__Task instructions__.
1. From the Virginia budget article below, extract everything from "The private budget" down to "Graham Moomaw tweeted.".
2. Write the next part of the Virginia budget article that appears before the material, picking up after its last sentence.
##### Supplied passage #####
After months of behind-the-scenes negotiations, General Assembly budget negotiators revealed details of a deal in a Thursday briefing with only reporters from The Washington Post and The Richmond Times-Dispatch. According to their reporting, the deal includes significant wins for both sides, including a major increase of the standard deduction but no gas tax holiday.
The private budget negotiations and the exclusive briefing are drawing criticism from Virginia reporters.
“Apparently the Virginia budget deal is happening on a need-to-know basis and only two media outlets need to know,” Virginia Mercury reporter Graham Moomaw tweeted.
“A small group of people – with heavy lobbyist influence – making decisions in secret, details of which will be released over Memorial Day weekend. Some might call that a sham,” Richmond Times-Dispatch reporter Patrick Wilson replied.
House Appropriations Chairman Barry Knight (R-Virginia Beach) told The Virginia Star Friday that most reporters didn’t seem interested.
He said, “They called me every other day like that, [Times-Dispatch reporter] Michael Martz did, and then [Senate Finance Chair] Janet Howell, she called [Post reporter] Laura Vozzella because she was calling her right along. So, you know, we didn’t know anyone else was interested, so we told them, ‘Come on down, and we’ll just give you a slight briefing and go from there.’”
Some Legislators Still in the Dark
Delegate Rob Bloxom (R-Accomack) was one of the negotiators. He said that while most negotiators knew the areas where compromise was needed, that was dependent on the amount of revenue available, which was in turn affected by tax relief proposals. Bloxom said Knight and Howell hashed that out among themselves, but that Knight checked in regularly with the other House negotiators.
##### Given data #####
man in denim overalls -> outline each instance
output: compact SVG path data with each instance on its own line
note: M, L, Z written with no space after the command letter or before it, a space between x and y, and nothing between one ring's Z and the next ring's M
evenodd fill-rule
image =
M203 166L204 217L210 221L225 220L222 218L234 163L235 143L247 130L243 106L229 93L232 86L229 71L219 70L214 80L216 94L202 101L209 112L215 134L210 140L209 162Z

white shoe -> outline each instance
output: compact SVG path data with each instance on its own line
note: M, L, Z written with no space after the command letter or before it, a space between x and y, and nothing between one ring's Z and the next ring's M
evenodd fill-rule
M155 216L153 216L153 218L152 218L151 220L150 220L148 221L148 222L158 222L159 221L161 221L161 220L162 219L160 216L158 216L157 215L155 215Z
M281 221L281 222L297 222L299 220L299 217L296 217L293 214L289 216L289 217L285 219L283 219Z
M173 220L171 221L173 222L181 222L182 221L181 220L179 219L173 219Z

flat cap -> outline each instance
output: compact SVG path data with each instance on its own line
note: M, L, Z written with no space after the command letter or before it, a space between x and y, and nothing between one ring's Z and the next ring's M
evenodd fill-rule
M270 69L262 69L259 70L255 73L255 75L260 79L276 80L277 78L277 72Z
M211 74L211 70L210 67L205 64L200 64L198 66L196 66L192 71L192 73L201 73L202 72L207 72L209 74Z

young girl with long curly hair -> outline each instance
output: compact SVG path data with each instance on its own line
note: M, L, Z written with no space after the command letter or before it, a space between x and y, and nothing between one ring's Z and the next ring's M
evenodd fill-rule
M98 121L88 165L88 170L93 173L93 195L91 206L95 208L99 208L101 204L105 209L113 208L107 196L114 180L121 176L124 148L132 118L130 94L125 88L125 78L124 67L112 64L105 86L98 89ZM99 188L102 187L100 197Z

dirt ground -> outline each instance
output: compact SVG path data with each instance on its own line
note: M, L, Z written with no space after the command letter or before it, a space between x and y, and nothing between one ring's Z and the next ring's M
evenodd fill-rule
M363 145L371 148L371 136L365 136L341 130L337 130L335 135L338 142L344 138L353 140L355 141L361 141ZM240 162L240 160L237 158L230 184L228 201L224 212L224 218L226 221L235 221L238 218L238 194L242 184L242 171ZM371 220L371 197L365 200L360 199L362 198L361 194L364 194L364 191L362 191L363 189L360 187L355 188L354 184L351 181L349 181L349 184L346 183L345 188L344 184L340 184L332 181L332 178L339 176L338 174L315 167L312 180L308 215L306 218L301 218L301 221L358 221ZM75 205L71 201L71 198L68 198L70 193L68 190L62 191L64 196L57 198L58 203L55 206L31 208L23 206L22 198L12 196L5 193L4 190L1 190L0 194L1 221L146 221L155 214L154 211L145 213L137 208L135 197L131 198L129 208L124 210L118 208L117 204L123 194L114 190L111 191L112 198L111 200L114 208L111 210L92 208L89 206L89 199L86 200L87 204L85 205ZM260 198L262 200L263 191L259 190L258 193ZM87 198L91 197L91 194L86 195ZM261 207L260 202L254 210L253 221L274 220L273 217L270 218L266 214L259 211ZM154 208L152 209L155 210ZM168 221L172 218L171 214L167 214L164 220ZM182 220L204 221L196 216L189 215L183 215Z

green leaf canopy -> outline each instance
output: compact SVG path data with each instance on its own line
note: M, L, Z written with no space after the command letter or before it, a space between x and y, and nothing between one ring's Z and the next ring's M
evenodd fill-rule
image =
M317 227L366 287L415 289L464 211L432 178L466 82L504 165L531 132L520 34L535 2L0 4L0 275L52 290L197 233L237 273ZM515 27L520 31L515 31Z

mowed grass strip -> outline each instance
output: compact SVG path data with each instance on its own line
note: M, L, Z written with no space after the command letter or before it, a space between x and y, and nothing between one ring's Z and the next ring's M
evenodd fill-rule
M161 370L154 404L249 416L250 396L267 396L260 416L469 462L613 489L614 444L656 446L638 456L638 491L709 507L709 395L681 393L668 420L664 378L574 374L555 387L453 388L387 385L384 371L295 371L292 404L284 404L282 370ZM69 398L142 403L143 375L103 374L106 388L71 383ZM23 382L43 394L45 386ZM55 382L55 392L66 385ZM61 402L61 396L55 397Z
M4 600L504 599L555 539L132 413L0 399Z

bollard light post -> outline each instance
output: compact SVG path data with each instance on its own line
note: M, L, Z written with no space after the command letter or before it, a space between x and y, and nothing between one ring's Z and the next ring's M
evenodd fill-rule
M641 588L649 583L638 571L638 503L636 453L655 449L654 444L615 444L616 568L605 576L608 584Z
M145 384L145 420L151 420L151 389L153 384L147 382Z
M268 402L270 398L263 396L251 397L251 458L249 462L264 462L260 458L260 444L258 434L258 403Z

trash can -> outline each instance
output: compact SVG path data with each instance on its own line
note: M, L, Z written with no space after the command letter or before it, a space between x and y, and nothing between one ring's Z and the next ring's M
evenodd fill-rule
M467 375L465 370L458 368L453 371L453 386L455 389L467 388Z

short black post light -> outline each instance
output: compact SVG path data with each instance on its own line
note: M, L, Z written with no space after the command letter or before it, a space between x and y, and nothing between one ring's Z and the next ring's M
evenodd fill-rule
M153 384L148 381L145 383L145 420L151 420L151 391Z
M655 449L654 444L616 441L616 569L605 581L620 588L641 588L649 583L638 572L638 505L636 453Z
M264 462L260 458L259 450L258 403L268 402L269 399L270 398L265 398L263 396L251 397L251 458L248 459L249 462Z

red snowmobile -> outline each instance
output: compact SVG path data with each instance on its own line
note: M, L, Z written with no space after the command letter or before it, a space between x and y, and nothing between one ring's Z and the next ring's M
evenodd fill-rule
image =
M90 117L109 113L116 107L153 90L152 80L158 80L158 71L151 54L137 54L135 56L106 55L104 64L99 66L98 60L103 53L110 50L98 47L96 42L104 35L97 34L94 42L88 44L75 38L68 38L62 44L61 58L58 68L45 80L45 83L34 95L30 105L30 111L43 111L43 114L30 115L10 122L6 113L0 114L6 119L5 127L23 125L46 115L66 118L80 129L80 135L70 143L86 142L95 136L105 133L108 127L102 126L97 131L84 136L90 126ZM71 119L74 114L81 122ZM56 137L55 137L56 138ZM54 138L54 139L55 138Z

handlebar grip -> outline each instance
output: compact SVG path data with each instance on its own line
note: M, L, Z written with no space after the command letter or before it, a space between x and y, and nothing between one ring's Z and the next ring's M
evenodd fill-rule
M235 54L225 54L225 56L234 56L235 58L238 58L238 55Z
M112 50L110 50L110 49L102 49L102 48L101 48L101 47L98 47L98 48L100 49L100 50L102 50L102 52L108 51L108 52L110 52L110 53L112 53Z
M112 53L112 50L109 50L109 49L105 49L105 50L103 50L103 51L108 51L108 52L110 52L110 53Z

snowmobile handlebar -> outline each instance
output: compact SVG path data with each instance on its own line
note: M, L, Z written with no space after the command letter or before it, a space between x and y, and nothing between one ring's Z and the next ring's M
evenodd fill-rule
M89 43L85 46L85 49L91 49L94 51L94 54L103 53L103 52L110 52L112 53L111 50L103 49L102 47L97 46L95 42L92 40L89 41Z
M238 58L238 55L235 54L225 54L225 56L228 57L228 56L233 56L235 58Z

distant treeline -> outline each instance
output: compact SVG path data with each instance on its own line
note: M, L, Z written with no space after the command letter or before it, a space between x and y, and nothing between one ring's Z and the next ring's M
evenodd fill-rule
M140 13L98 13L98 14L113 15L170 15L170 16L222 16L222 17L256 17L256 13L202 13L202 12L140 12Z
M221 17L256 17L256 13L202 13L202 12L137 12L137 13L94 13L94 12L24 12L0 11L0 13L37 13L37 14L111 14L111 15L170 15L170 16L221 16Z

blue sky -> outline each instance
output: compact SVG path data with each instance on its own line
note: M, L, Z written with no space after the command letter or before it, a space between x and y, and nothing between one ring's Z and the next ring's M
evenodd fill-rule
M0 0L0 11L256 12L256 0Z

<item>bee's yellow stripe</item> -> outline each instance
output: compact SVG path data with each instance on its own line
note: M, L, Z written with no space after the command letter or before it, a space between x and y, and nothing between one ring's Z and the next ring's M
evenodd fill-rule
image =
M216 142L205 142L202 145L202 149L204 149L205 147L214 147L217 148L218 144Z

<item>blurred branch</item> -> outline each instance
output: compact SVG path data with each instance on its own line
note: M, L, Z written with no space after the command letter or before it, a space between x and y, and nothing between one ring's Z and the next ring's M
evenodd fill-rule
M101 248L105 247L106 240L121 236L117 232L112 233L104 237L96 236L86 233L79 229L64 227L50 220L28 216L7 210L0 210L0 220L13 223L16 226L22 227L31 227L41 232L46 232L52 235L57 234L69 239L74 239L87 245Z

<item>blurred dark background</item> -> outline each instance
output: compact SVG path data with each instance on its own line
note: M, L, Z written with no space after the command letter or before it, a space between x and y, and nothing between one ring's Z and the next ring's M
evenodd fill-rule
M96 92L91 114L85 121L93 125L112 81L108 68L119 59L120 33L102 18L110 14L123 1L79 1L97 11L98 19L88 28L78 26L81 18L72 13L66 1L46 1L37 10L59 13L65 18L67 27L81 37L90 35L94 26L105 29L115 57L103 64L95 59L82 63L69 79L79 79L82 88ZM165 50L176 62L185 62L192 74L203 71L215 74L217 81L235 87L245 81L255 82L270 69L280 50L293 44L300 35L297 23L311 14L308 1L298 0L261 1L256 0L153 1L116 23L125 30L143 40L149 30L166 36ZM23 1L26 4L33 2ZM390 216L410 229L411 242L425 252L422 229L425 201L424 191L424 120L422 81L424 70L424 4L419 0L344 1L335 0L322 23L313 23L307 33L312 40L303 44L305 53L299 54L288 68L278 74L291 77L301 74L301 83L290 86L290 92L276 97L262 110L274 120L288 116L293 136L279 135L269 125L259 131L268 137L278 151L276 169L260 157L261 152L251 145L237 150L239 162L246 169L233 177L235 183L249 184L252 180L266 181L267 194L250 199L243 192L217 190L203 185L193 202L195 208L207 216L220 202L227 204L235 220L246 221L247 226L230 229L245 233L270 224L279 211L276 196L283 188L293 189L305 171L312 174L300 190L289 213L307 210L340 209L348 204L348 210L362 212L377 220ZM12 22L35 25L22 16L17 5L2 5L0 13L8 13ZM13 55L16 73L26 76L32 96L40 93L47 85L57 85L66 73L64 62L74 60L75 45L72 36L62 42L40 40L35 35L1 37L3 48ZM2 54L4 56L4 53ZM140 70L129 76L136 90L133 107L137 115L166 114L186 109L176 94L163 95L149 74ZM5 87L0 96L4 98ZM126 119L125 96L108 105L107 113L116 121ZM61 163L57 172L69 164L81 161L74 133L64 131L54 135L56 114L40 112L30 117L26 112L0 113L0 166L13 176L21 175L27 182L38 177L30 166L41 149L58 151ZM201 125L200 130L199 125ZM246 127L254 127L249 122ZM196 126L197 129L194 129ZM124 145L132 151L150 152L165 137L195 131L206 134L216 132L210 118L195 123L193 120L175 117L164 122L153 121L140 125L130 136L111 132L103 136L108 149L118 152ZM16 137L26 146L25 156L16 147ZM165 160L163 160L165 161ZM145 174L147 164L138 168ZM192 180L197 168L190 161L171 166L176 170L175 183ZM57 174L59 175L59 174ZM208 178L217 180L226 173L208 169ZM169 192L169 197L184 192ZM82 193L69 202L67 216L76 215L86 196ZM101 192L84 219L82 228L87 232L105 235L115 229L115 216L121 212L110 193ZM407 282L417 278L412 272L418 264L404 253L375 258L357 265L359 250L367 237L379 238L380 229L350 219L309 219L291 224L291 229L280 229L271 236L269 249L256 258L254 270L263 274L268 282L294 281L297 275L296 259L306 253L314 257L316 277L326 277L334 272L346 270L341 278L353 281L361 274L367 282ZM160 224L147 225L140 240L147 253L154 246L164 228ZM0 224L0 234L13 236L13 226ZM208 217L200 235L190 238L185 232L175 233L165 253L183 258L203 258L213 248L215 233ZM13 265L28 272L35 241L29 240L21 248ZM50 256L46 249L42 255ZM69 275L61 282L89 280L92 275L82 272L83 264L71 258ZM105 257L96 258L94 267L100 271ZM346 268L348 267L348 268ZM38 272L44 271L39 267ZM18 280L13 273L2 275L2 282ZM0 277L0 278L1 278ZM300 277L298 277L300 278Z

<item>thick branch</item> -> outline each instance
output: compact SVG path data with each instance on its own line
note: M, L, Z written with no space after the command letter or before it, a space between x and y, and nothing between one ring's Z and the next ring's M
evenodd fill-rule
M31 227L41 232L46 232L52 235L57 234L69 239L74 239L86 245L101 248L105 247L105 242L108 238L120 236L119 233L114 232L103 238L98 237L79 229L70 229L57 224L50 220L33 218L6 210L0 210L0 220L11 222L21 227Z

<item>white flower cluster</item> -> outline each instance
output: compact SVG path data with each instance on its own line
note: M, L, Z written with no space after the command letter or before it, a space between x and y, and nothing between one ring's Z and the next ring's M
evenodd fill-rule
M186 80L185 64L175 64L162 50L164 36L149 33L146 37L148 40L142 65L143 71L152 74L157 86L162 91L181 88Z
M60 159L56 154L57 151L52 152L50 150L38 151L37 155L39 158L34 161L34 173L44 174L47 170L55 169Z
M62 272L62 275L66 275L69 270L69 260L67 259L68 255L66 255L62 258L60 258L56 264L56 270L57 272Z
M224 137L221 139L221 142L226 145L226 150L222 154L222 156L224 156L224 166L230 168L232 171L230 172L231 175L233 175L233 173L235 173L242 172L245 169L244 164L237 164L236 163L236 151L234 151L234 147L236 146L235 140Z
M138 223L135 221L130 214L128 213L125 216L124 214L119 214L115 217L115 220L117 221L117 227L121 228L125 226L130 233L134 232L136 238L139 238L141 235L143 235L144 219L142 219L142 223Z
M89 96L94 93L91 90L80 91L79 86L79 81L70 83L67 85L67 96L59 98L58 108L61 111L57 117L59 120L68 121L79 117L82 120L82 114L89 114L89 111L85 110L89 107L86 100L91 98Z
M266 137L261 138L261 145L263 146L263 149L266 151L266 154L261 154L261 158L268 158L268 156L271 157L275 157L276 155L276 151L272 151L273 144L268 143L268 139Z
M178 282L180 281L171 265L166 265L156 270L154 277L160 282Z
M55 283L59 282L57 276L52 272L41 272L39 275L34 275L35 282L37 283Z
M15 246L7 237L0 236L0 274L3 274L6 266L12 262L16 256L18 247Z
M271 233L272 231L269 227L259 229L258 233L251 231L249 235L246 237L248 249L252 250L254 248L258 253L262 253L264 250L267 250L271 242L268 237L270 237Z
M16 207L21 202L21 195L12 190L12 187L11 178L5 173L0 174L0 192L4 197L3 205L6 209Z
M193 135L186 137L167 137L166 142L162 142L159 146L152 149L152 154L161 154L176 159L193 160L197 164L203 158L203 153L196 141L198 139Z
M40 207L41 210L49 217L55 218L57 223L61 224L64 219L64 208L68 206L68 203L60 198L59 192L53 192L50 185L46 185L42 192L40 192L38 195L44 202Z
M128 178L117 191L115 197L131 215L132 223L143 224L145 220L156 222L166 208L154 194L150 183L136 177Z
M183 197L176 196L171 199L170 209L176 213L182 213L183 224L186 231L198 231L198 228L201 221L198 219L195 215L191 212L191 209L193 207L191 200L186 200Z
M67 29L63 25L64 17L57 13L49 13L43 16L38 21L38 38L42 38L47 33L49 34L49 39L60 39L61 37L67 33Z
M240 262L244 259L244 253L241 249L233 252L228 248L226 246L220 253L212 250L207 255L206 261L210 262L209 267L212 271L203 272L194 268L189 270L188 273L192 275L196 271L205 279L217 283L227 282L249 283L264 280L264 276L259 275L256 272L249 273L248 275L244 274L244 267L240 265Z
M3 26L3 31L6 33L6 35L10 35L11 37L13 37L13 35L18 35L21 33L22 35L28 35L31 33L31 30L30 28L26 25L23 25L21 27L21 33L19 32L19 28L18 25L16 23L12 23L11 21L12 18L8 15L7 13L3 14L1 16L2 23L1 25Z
#####
__Task answers__.
1.
The private budget negotiations and the exclusive briefing are drawing criticism from Virginia reporters.
“Apparently the Virginia budget deal is happening on a need-to-know basis and only two media outlets need to know,” Virginia Mercury reporter Graham Moomaw tweeted.

2.
“He was talking to us along the way, too. So it wasn’t like I didn’t know what was going on,” Bloxom said Friday. “Once I knew the revenues, then everything fell into place.”
Bloxom signed off on the conference committee report on the deal on Thursday, before The Post and The Times-Dispatch were briefed. But some legislators weren’t aware of the details before the media, and still haven’t been briefed.
“Currently I have had no briefings from anyone on the budget. I am reading in the Post and Times about what the budget terms contain at this time. I understand legislators will have access to the budget sometime Sunday,” freshman Delegate Tim Anderson (R-Virginia Beach) told The Star on Friday afternoon.
“As a legislator, it is frustrating to read about what is in the budget for the first time through media outlets. However, I have full faith in the GOP leadership on the budget committee that whatever the budget contains will have protected the Republican priorities to reduce taxes to Virginians as much as possible and get our record surpluses back to Virginia taxpayers,” Anderson said.
Knight told The Star, “This is how we’ve always seemed to have done it. What we do is, we go and we brief the conferees, and then we brief the leadership. And then we know it’s going to get out.”
He said, “So we go ahead and we announce we have a budget. We always, you know, put some of this stuff out there, and then we brief the folks there. So that’s how it is. But they’re freshmen, they’ve never been through this before. So what do you have to compare it against?”
Bloxom explained why negotiators didn’t reveal many details to the public during the process. He said that when someone stakes a position in the media, if they change their position at all, they’re seen as the loser.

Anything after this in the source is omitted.